## What to produce
Reproduce every record below exactly as written, but leave out any pictures.

## Records for the task
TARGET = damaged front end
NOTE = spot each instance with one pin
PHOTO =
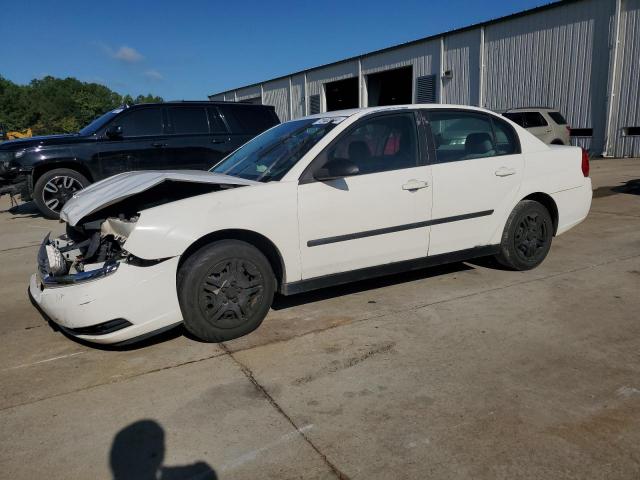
(92, 251)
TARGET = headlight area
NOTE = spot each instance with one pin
(88, 252)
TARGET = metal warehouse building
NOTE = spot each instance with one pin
(579, 56)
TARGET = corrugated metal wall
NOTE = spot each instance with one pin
(627, 96)
(462, 58)
(276, 93)
(561, 57)
(424, 57)
(556, 58)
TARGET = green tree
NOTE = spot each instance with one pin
(58, 105)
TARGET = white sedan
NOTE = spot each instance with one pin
(319, 201)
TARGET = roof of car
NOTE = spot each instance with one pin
(532, 109)
(362, 111)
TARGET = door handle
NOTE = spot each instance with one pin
(414, 185)
(505, 172)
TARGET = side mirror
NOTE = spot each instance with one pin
(114, 131)
(336, 168)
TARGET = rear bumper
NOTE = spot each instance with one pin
(131, 302)
(573, 206)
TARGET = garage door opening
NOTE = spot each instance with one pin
(393, 87)
(342, 94)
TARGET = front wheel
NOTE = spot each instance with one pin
(225, 290)
(55, 188)
(527, 235)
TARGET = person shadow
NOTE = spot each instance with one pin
(138, 452)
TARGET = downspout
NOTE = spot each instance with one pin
(613, 76)
(481, 92)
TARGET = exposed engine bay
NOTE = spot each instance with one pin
(96, 243)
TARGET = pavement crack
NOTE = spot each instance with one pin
(249, 374)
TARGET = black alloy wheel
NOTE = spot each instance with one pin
(527, 236)
(225, 290)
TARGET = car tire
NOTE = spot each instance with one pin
(54, 188)
(225, 290)
(526, 238)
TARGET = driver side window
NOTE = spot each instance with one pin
(140, 123)
(379, 144)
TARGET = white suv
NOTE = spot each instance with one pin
(545, 123)
(318, 201)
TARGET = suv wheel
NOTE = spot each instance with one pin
(54, 188)
(526, 239)
(225, 290)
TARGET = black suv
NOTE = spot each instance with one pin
(152, 136)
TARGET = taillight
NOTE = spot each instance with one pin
(585, 162)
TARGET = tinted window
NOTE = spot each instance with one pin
(380, 144)
(247, 118)
(461, 136)
(516, 117)
(215, 121)
(146, 121)
(189, 120)
(506, 140)
(558, 118)
(534, 119)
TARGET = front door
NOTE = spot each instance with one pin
(477, 174)
(376, 217)
(141, 145)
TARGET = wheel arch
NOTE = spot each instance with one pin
(549, 203)
(70, 163)
(259, 241)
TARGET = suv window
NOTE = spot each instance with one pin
(142, 122)
(217, 126)
(461, 136)
(534, 119)
(558, 118)
(247, 118)
(189, 120)
(380, 144)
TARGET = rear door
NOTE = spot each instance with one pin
(198, 140)
(141, 146)
(477, 173)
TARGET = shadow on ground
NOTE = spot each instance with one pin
(632, 187)
(138, 452)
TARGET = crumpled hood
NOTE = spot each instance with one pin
(114, 189)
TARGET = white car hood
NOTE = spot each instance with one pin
(116, 188)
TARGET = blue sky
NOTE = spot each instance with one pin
(188, 49)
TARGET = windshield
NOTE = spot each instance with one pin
(271, 155)
(99, 122)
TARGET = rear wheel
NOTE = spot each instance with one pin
(225, 290)
(527, 235)
(55, 188)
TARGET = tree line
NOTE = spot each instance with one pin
(58, 105)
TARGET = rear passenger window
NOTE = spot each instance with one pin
(506, 141)
(189, 120)
(461, 136)
(142, 122)
(247, 118)
(558, 118)
(380, 144)
(534, 119)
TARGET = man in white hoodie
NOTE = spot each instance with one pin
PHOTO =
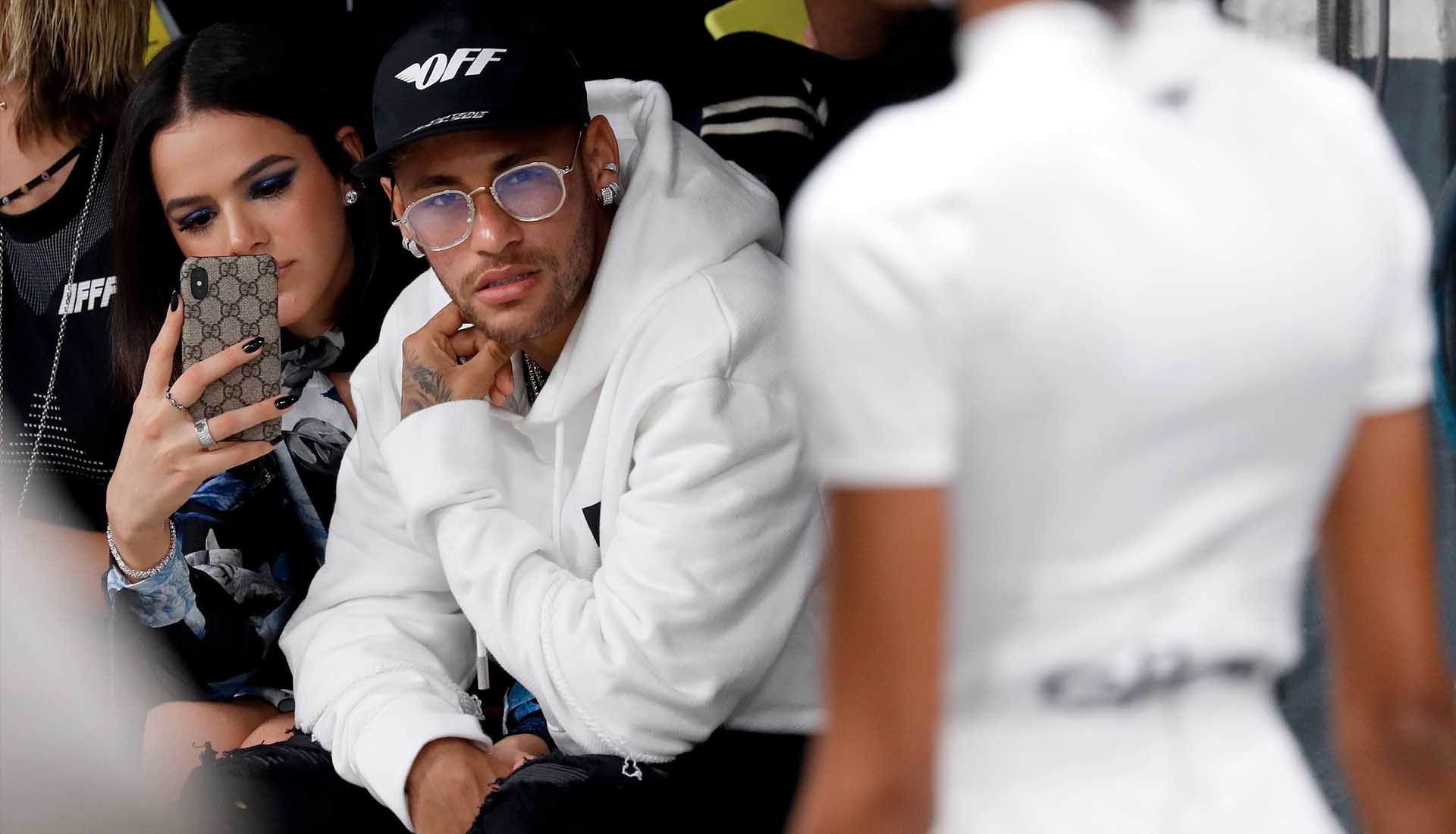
(601, 484)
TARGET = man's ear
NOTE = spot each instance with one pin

## Response area
TARGET = damaged front end
NOTE = spot each instance with one pin
PHOTO =
(92, 251)
TARGET = headlight area
NOTE = spot each instance with one pin
(88, 252)
TARGET = metal warehouse building
NOTE = spot each instance with one pin
(579, 56)
TARGET = corrugated metal wall
NOTE = spot each instance with one pin
(627, 96)
(462, 58)
(276, 93)
(561, 57)
(424, 57)
(556, 58)
TARGET = green tree
NOTE = spot each instance with one pin
(58, 105)
TARGET = white sedan
NOTE = spot each instance with one pin
(319, 201)
TARGET = roof of car
NOTE = spot each instance with one pin
(532, 109)
(362, 111)
TARGET = door handle
NOTE = spot each instance with one pin
(414, 185)
(505, 172)
TARGET = side mirror
NOTE = spot each instance with one pin
(114, 131)
(336, 168)
TARGET = rear bumper
NOTE = spot each instance with one pin
(131, 302)
(573, 206)
TARGET = garage door opening
NOTE = spot each instance with one pin
(393, 87)
(342, 94)
TARGET = front wheel
NOTE = spot each instance with one pin
(225, 290)
(55, 188)
(527, 235)
TARGET = person shadow
NOTE = spot each instance with one pin
(138, 452)
TARGET = downspout
NOTE = spot each instance with one pin
(613, 76)
(481, 92)
TARGET = exposed engine bay
NOTE = spot each instance with one pin
(96, 243)
TARGET = pavement crack
NOTE = spot each instance with one pin
(249, 374)
TARGET = black alloy wheel
NOTE = spot each instance with one pin
(527, 236)
(225, 290)
TARGET = car tire
NOTE = spot each instance with one pin
(54, 188)
(225, 290)
(526, 238)
TARGET = driver side window
NOTE = spot each instance with one pin
(140, 123)
(379, 144)
TARGET = white suv
NOTE = spot each instance with one pin
(545, 123)
(318, 201)
TARGET = suv wheel
NOTE = spot each instance with one pin
(54, 188)
(526, 239)
(225, 290)
TARGET = black suv
NOTE = spot each instance with one pin
(152, 136)
TARGET = taillight
NOTE = spot each instance with one pin
(585, 162)
TARGET = tinted window
NOTE = spot each instance with one pin
(380, 144)
(247, 118)
(461, 136)
(516, 117)
(215, 121)
(146, 121)
(189, 120)
(506, 140)
(558, 118)
(534, 119)
TARGET = front door
NOTE = spot each instance with one pin
(477, 174)
(376, 217)
(141, 145)
TARGET = wheel arch
NOTE = spot each instance with one pin
(549, 203)
(70, 163)
(259, 241)
TARGET = suv window
NOTE = spot each instance with one pin
(142, 122)
(217, 126)
(461, 136)
(534, 119)
(558, 118)
(247, 118)
(189, 120)
(380, 144)
TARGET = rear door
NOTE = spot each instance with one pin
(198, 140)
(141, 146)
(477, 173)
TARGET = shadow on ground
NOTE = spot each instance with one pin
(632, 187)
(138, 452)
TARGET = crumpled hood
NOTE = spot each instance with one pin
(114, 189)
TARGET = white car hood
NOTE = spot each instance with one pin
(116, 188)
TARGET = blue sky
NOTE = spot each instance with one pin
(188, 49)
TARGET = windshield
NOTE = spot each instance with one pin
(271, 155)
(99, 122)
TARGET = rear wheel
NOTE = spot each instance with one pin
(225, 290)
(527, 235)
(55, 188)
TARGET = tree line
NOTE = spot each instance with one pin
(58, 105)
TARGET = rear passenger window
NOTE = spot each instance with one pin
(506, 141)
(189, 120)
(461, 136)
(142, 122)
(247, 118)
(558, 118)
(380, 144)
(534, 119)
TARGET = man in white hoodie
NOTE = spot each instance with one pin
PHOTO =
(601, 484)
TARGET = man's ear
NOTE = spot each instance with one pin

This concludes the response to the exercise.